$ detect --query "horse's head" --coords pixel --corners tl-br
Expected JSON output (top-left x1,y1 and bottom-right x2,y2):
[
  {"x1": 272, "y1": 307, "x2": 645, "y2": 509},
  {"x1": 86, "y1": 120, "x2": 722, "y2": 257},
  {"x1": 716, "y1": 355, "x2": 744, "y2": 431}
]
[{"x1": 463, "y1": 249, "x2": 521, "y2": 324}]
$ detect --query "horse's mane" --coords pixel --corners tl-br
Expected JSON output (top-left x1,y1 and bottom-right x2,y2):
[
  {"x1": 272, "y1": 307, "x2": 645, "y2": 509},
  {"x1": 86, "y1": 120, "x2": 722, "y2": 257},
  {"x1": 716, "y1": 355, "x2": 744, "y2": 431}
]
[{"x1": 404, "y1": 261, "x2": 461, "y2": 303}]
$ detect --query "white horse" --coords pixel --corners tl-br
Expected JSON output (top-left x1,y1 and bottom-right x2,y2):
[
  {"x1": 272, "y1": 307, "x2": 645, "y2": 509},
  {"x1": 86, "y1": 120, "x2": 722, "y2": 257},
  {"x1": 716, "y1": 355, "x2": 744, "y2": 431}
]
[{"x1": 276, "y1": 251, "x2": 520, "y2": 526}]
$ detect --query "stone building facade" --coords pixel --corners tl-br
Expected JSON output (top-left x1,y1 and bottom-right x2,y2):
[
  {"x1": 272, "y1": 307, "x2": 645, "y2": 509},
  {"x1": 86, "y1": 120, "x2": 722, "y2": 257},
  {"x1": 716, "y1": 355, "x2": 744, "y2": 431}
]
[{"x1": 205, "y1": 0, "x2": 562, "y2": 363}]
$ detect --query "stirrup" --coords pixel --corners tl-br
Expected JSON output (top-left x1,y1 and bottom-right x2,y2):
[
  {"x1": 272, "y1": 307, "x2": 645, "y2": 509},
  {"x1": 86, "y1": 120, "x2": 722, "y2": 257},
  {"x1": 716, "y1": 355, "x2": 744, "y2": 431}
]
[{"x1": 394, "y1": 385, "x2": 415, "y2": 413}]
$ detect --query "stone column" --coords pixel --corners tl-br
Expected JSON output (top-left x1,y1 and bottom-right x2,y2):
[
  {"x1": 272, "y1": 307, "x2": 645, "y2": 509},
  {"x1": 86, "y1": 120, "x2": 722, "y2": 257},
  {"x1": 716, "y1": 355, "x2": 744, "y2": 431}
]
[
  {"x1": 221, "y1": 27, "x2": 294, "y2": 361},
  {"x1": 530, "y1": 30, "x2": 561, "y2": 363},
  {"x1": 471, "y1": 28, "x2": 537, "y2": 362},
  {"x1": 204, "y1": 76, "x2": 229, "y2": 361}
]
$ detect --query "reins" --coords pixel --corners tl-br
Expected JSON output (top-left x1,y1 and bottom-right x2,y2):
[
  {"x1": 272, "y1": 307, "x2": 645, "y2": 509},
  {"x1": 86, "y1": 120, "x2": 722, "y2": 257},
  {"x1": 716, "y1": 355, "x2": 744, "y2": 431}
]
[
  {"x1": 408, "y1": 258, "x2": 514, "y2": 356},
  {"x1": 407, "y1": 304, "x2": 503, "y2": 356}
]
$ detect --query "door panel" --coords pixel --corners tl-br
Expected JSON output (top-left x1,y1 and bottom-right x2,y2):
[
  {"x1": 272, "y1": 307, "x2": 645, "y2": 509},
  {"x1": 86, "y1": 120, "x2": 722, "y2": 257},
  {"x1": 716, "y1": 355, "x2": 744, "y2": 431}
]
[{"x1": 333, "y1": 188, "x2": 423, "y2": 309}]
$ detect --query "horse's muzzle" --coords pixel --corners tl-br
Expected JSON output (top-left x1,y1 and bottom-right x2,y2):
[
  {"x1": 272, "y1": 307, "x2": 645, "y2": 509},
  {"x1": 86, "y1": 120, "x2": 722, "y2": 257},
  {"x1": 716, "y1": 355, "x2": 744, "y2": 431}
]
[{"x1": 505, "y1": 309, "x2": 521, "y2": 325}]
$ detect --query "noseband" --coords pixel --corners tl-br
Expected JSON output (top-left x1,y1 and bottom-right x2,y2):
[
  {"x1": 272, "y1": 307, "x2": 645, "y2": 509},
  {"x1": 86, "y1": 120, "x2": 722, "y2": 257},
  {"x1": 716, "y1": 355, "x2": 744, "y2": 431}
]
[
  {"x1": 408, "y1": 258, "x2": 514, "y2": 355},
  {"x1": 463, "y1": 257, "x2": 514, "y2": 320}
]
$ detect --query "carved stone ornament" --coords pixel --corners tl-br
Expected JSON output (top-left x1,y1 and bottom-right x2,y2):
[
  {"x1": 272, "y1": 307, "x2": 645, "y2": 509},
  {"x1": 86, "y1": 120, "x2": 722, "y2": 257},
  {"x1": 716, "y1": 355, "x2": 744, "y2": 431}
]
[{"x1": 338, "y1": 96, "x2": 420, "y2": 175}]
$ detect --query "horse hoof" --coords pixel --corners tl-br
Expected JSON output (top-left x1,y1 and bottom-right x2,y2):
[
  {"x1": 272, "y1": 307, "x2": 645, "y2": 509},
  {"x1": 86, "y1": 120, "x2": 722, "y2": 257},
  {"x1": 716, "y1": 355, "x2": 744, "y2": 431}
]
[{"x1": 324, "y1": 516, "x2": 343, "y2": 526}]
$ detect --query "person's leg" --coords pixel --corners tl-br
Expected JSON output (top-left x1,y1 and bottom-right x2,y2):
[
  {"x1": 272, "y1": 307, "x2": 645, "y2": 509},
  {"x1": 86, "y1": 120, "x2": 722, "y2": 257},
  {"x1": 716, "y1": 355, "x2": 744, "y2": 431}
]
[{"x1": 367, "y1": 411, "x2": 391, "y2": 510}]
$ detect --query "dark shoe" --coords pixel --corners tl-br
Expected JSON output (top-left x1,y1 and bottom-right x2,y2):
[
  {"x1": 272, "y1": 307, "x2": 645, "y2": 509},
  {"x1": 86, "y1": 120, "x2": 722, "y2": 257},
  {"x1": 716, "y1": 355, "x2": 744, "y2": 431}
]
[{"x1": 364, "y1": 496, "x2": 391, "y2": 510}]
═══
§ PROBLEM TO SOLVE: Return every line of the data above that contains the string "stone", copied in full.

§ CORRECT OUTPUT:
$ detect --query "stone building facade" --coords pixel --corners tl-br
$ detect --query "stone column" --coords pixel --corners tl-br
$ detect --query "carved stone ornament" --coords pixel --corners tl-br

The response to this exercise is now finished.